• **Qué harás**:
**A)** Copia sin cambios el tramo del listado que empieza en la línea que contiene "of the white" y termina en la que contiene "of the green", incluidas ambas.
**B)** Prolonga el texto sobre la forma en la pintura de Picasso a partir de su última frase.

• **Bloque de texto**:
Lo surreal comparece sobre el lienzo, sostiene Picasso, como una resemblanza o evocación de la realidad natural. Si el dibujo es capaz de evocar las cosas, no es porque represente su apariencia o manifestación natural, sino porque da forma, haciéndola visible, a su realidad más auténtica. Es notable que también en esto el término picassiano de surrealidad recuerda no poco a otro aristotélico, igualmente capital, que es el de la sustancia. Para el pintor y para el filósofo, es posible dejar aparte la apariencia de las cosas, y «leer dentro» de su núcleo, hasta comprender el meollo de su realidad. Aristóteles dirá que eso se puede conseguir por medio de la definición de la sustancia de las cosas, definición que se expresa a través de conceptos generales y diferencias específicas. Por su parte, Picasso sostiene que eso lo consigue él con la definición de la forma de las cosas, definición en la que él no emplea conceptos, sino líneas y colores. Para el filósofo, la sustancia —la surrealidad— de un ser no es lo que éste es según sus apariencias, ante nuestros sentidos, sino lo que la inteligencia ha comprendido de él como aquello a lo que no puede renunciar sin dejar de ser «lo mismo». Para Picasso, la forma dibujada de un objeto o de un cuerpo no es necesariamente una copia de su forma aparente, tal y como aparece ante nuestros sentidos, sino una forma tal que, no obstante su aparente alejamiento del fenómeno de las cosas, las representa mejor o más duraderamente, es decir, más esencialmente. 

Lo que el pintor hace no es copiar apariencias, sino ver y crear formas. La forma es también una apariencia, desde luego, pues los dibujos son realidades visibles. Pero las formas de las cosas que el pintor ve, donde los demás no ven nada, y que reproduce sobre el lienzo, significan con mayor profundidad su realidad. Eso piensa Picasso, al menos. Las formas de las cosas que él dibuja estarán tal vez alejadas de la imagen que la retina, o de la imagen que una cámara fotográfica guardarían de ese objeto; pero es lógico que sea así, porque los ojos del artista, a diferencia del objetivo de la cámara o la superficie del espejo, están abiertos a una realidad superior, sostiene él.

• **Listado a usar**:
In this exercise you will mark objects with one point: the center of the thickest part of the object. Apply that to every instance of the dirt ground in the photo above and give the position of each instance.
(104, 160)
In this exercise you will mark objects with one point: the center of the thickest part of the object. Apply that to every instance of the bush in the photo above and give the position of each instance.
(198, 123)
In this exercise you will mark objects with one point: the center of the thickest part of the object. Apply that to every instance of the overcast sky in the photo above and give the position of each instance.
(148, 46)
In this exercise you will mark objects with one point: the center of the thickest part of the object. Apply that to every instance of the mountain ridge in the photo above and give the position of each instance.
--
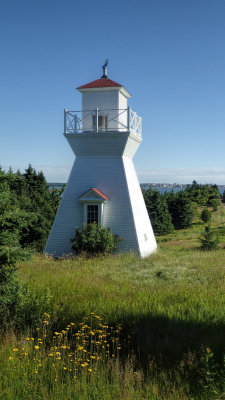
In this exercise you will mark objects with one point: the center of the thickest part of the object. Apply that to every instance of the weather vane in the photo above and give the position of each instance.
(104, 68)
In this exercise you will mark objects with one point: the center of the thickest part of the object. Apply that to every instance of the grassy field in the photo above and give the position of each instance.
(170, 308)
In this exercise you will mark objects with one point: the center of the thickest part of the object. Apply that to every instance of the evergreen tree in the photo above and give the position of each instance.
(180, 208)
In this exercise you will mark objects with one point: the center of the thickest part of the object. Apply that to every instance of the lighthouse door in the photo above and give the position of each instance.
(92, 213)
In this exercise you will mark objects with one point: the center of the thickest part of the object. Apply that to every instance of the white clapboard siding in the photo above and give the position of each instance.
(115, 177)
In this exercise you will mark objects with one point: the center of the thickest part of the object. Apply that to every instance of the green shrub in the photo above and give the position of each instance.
---
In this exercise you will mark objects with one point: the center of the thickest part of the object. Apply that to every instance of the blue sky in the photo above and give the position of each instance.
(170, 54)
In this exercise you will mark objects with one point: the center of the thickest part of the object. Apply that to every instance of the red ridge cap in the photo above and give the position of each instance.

• **Respuestas del ejercicio**:
**A)**
In this exercise you will mark objects with one point: the center of the thickest part of the object. Apply that to every instance of the white clapboard siding in the photo above and give the position of each instance.
(115, 177)
In this exercise you will mark objects with one point: the center of the thickest part of the object. Apply that to every instance of the green shrub in the photo above and give the position of each instance.

**B)**
Dibujar la realidad es producir un signo que la evoque en el observador, a través de una semejanza o analogía que éste percibe por medio del dibujo o del color en una superficie. Unas veces, las líneas o formas dibujadas estarán muy próximas a la apariencia natural de la realidad, y cualquiera podrá reconocerla en ellas; otras veces estarán muy alejadas. En unos dibujos, resultará como si el pintor hubiera utilizado la palabra «cosa»; en otros, como si hubiera sustituido el fonema convencional por la expresión correspondiente en el slang: que hubiera dicho «cositinga» en vez de «cosa», pongo por caso, para romper el significado petrificado del signo y alcanzar así sentidos poéticos inusuales. Todo vale, cuando se trata de signos: también la marea sube o baja, sostiene Picasso, pero el mar siempre está ahí.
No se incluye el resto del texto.